- [REQUIREMENT] Reproduce the trig_extra theory below character for character, from its header line through the last lemma shown.

- [SOURCE]
====

|
trig_extra : THEORY
%-----------------------------------------------------------------------------
% trig_extra
% ----------
% - reduction theorems
% - sum and product identities
% - half-angle identities and zeros
% - triple angle formulas
%-----------------------------------------------------------------------------
BEGIN
IMPORTING trig_basic, trig_values
a,b : VAR real
% ------------------------- Reduction Theorems -------------------------
sin_minus_2pi : LEMMA sin(a - 2*pi) = sin(a)
cos_minus_2pi : LEMMA cos(a - 2*pi) = cos(a)
tan_minus_2pi : LEMMA cos(a) /= 0 IMPLIES tan(a - 2*pi) = tan(a)
sin_minus_3pi2 : LEMMA sin(a - 3*pi/2) = cos(a)
cos_minus_3pi2 : LEMMA cos(a - 3*pi/2) = - sin(a)
tan_minus_3pi2 : LEMMA sin(a) /= 0 AND cos(a) /= 0
IMPLIES tan(a - 3*pi/2) = - 1/tan(a)
sin_minus_pi : LEMMA sin(a - pi) = - sin(a)
cos_minus_pi : LEMMA cos(a - pi) = - cos(a)
tan_minus_pi : LEMMA cos(a) /= 0 IMPLIES tan(a - pi) = tan(a)
sin_minus_pi2 : LEMMA sin(a - pi/2) = - cos(a)

====

- [DATASET SECTION]

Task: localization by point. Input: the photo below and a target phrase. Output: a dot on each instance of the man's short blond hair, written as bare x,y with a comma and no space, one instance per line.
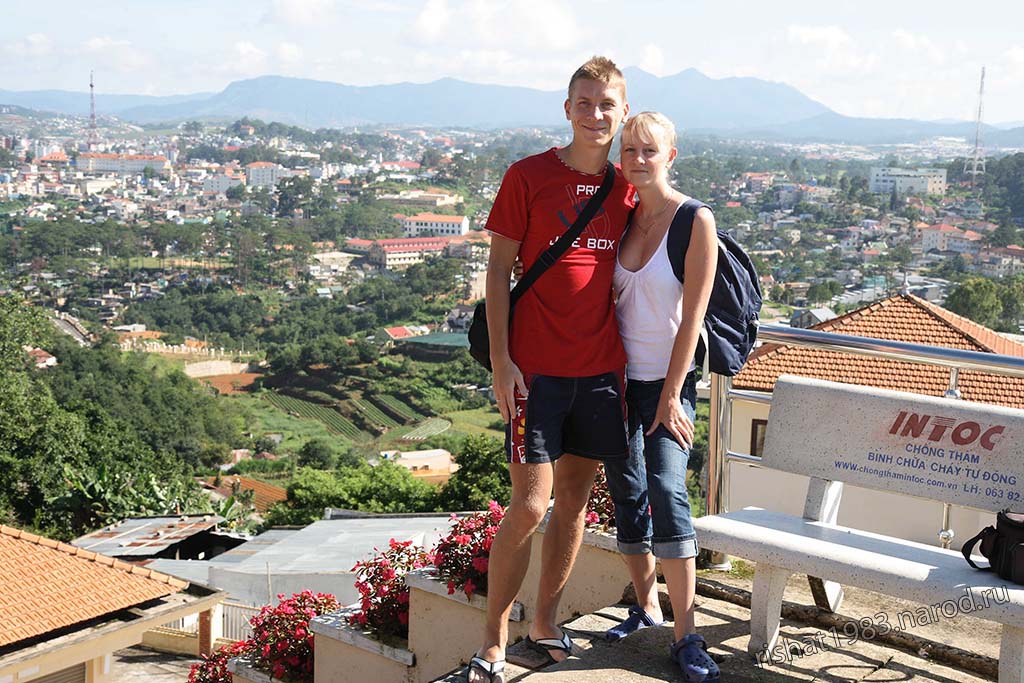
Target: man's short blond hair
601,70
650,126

====

- [TASK RESULT]
|
trig_extra : THEORY
%-----------------------------------------------------------------------------
% trig_extra
% ----------
% - reduction theorems
% - sum and product identities
% - half-angle identities and zeros
% - triple angle formulas
%-----------------------------------------------------------------------------
BEGIN
IMPORTING trig_basic, trig_values
a,b : VAR real
% ------------------------- Reduction Theorems -------------------------
sin_minus_2pi : LEMMA sin(a - 2*pi) = sin(a)
cos_minus_2pi : LEMMA cos(a - 2*pi) = cos(a)
tan_minus_2pi : LEMMA cos(a) /= 0 IMPLIES tan(a - 2*pi) = tan(a)
sin_minus_3pi2 : LEMMA sin(a - 3*pi/2) = cos(a)
cos_minus_3pi2 : LEMMA cos(a - 3*pi/2) = - sin(a)
tan_minus_3pi2 : LEMMA sin(a) /= 0 AND cos(a) /= 0
IMPLIES tan(a - 3*pi/2) = - 1/tan(a)
sin_minus_pi : LEMMA sin(a - pi) = - sin(a)
cos_minus_pi : LEMMA cos(a - pi) = - cos(a)
tan_minus_pi : LEMMA cos(a) /= 0 IMPLIES tan(a - pi) = tan(a)
sin_minus_pi2 : LEMMA sin(a - pi/2) = - cos(a)